_EXERCISE DESCRIPTION_.
Can you lay out the lines of the rows below, from the line containing "Phrase: dark window opening" through the last line of the rows (both included), as a Markdown table with the columns No. and Line, numbering each line and leaving out blank ones?

— Begin PROVIDED MATERIAL —

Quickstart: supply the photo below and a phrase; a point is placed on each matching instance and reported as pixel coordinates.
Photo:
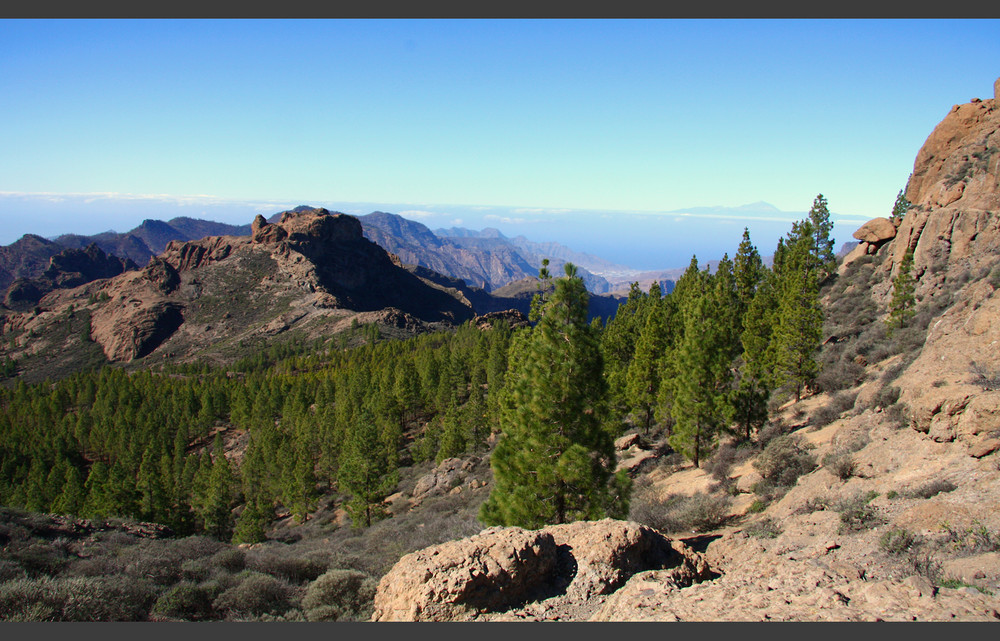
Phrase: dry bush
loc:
(340, 595)
(784, 460)
(287, 565)
(897, 541)
(927, 490)
(676, 513)
(840, 463)
(763, 529)
(185, 601)
(255, 595)
(76, 599)
(840, 403)
(856, 515)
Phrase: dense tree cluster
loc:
(705, 359)
(224, 452)
(151, 445)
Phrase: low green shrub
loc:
(340, 595)
(256, 594)
(763, 529)
(932, 488)
(856, 515)
(784, 460)
(185, 601)
(897, 541)
(112, 598)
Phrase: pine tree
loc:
(748, 271)
(644, 376)
(220, 495)
(366, 474)
(903, 299)
(822, 226)
(554, 460)
(900, 207)
(799, 317)
(756, 371)
(700, 372)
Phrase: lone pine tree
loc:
(555, 459)
(901, 307)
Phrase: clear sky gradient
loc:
(445, 118)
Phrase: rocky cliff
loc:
(897, 519)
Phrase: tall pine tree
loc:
(555, 459)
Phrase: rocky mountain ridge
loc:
(311, 272)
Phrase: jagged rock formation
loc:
(67, 269)
(928, 470)
(502, 569)
(25, 258)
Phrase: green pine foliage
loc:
(900, 207)
(901, 307)
(554, 461)
(367, 475)
(822, 226)
(701, 375)
(799, 320)
(643, 376)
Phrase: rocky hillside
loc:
(874, 498)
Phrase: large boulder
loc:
(876, 231)
(504, 568)
(498, 569)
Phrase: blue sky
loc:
(563, 125)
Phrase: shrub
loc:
(763, 529)
(229, 559)
(678, 513)
(784, 460)
(976, 538)
(76, 599)
(840, 374)
(840, 463)
(926, 566)
(721, 462)
(255, 595)
(340, 595)
(894, 416)
(185, 601)
(988, 379)
(814, 504)
(886, 396)
(932, 488)
(856, 515)
(294, 569)
(896, 541)
(840, 403)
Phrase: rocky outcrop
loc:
(504, 568)
(514, 318)
(67, 269)
(26, 258)
(876, 231)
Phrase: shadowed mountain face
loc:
(310, 275)
(25, 258)
(69, 268)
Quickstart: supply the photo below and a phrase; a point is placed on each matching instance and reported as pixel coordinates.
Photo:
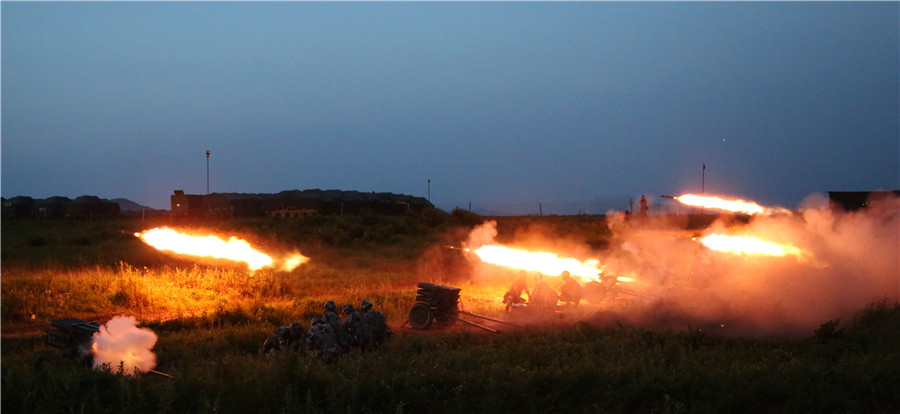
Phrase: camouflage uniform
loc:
(357, 327)
(543, 296)
(514, 294)
(285, 338)
(332, 318)
(321, 341)
(570, 291)
(377, 323)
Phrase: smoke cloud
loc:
(851, 260)
(124, 346)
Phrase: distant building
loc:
(856, 200)
(187, 204)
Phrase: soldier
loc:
(322, 341)
(377, 323)
(543, 295)
(514, 294)
(570, 291)
(357, 327)
(285, 338)
(332, 318)
(297, 337)
(278, 341)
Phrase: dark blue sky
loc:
(505, 105)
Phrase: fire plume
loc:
(235, 249)
(543, 262)
(737, 206)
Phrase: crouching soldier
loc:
(277, 342)
(513, 296)
(378, 326)
(285, 338)
(357, 327)
(570, 291)
(321, 341)
(332, 318)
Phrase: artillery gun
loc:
(438, 305)
(72, 337)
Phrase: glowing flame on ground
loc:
(737, 206)
(124, 346)
(543, 262)
(749, 245)
(211, 246)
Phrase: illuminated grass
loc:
(212, 320)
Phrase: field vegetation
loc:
(212, 318)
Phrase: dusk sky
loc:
(571, 106)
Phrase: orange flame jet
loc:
(235, 249)
(543, 262)
(737, 206)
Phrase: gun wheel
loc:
(420, 316)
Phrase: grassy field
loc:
(212, 317)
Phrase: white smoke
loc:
(123, 346)
(853, 261)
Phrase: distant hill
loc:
(126, 205)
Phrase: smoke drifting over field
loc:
(850, 260)
(122, 345)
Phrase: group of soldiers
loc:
(329, 337)
(571, 292)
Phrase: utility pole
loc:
(703, 180)
(207, 172)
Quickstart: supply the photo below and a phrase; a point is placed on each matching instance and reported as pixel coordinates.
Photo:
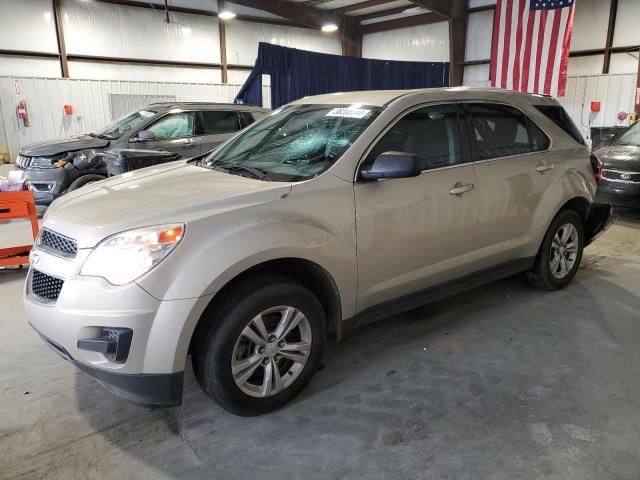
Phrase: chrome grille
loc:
(45, 286)
(616, 175)
(22, 161)
(58, 244)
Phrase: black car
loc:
(189, 129)
(618, 169)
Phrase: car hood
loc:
(620, 157)
(171, 193)
(53, 147)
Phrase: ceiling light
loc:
(226, 15)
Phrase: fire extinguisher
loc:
(22, 114)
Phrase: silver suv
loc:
(333, 208)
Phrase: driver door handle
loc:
(189, 144)
(543, 167)
(459, 188)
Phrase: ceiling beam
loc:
(412, 21)
(441, 7)
(311, 16)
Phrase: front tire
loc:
(264, 342)
(560, 254)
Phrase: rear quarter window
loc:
(561, 118)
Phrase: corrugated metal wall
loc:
(616, 93)
(91, 101)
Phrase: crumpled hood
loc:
(620, 157)
(171, 193)
(53, 147)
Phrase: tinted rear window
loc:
(559, 116)
(502, 131)
(220, 122)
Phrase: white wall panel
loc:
(208, 5)
(479, 36)
(123, 71)
(624, 63)
(476, 75)
(93, 28)
(251, 12)
(243, 39)
(480, 3)
(91, 103)
(29, 66)
(627, 32)
(616, 93)
(27, 25)
(590, 24)
(426, 43)
(591, 65)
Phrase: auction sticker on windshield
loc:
(349, 112)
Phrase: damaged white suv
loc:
(331, 208)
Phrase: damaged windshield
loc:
(293, 143)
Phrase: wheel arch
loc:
(304, 271)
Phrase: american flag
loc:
(530, 48)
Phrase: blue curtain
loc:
(298, 73)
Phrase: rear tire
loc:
(560, 253)
(263, 343)
(85, 180)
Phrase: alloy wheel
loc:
(564, 250)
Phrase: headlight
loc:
(126, 256)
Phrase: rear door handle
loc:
(543, 167)
(459, 188)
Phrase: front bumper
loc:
(48, 183)
(153, 369)
(149, 390)
(619, 193)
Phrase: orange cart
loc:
(14, 205)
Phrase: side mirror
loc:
(145, 136)
(392, 165)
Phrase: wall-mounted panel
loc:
(591, 65)
(616, 93)
(29, 66)
(99, 29)
(150, 73)
(624, 62)
(627, 32)
(476, 75)
(479, 36)
(590, 24)
(243, 39)
(424, 43)
(28, 25)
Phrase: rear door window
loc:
(561, 118)
(432, 133)
(502, 131)
(218, 122)
(174, 125)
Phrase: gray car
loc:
(333, 209)
(188, 128)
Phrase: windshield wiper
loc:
(231, 167)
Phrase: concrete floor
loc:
(503, 382)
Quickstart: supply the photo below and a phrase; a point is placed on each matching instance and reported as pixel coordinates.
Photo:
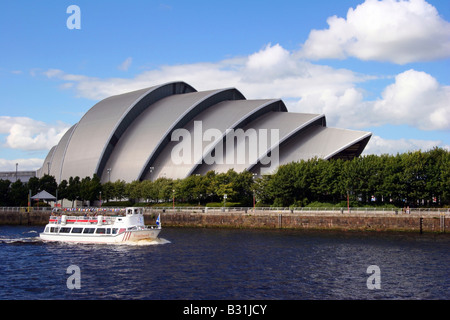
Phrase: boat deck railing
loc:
(84, 220)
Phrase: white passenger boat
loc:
(101, 229)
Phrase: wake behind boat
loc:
(101, 229)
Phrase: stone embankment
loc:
(422, 220)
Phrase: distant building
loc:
(174, 131)
(13, 176)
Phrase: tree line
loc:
(415, 179)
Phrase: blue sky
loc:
(378, 66)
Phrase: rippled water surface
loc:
(222, 264)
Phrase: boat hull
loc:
(124, 237)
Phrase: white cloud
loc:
(124, 66)
(389, 30)
(417, 99)
(414, 98)
(30, 135)
(378, 145)
(23, 164)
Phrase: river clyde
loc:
(228, 264)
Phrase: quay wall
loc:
(436, 221)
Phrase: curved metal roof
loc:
(129, 136)
(102, 126)
(221, 117)
(148, 135)
(60, 152)
(282, 124)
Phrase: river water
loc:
(228, 264)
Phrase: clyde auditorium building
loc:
(144, 134)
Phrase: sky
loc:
(377, 66)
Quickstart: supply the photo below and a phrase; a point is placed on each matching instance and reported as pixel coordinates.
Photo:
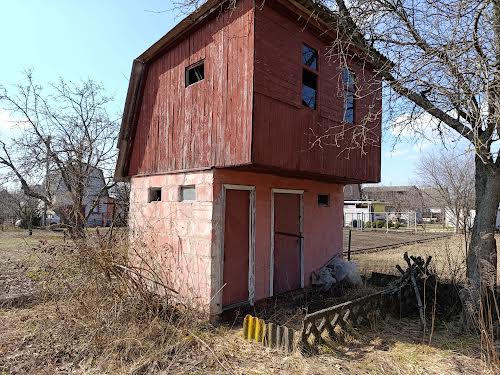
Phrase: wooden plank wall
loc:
(209, 123)
(282, 126)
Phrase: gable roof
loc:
(311, 10)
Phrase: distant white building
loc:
(362, 211)
(97, 205)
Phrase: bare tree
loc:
(443, 64)
(7, 209)
(452, 177)
(27, 209)
(66, 132)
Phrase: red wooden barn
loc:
(241, 128)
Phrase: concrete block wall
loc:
(174, 237)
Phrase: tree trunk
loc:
(482, 254)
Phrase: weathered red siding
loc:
(284, 130)
(209, 123)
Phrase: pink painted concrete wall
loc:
(322, 225)
(181, 241)
(174, 238)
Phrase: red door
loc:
(236, 247)
(287, 241)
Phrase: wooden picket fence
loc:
(328, 324)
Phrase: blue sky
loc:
(99, 39)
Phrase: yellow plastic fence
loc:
(268, 334)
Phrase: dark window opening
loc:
(195, 73)
(309, 57)
(188, 193)
(309, 88)
(348, 81)
(324, 200)
(154, 194)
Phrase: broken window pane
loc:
(348, 81)
(195, 73)
(309, 88)
(309, 57)
(349, 107)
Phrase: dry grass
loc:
(94, 321)
(448, 258)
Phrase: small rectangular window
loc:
(309, 57)
(195, 73)
(188, 193)
(309, 88)
(348, 82)
(324, 200)
(154, 195)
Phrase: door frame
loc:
(271, 259)
(251, 244)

— End PROVIDED MATERIAL —

_RESPONSE FOR THIS EXERCISE_.
| No. | Line |
|---|---|
| 1 | Phrase: dark window opening |
| 2 | loc: |
| 3 | (195, 73) |
| 4 | (309, 57) |
| 5 | (188, 193) |
| 6 | (309, 88) |
| 7 | (348, 81) |
| 8 | (324, 200) |
| 9 | (154, 194) |
| 10 | Phrase: broken window pane |
| 11 | loc: |
| 12 | (348, 81) |
| 13 | (195, 73) |
| 14 | (309, 88) |
| 15 | (309, 57) |
| 16 | (349, 107) |
| 17 | Phrase: dry grass |
| 18 | loc: |
| 19 | (94, 321) |
| 20 | (448, 258) |
| 21 | Phrase: small rectangular window |
| 22 | loc: |
| 23 | (309, 57) |
| 24 | (195, 73) |
| 25 | (188, 193) |
| 26 | (309, 88) |
| 27 | (348, 82) |
| 28 | (324, 200) |
| 29 | (154, 195) |
| 30 | Phrase: door frame |
| 31 | loc: |
| 32 | (271, 259) |
| 33 | (251, 244) |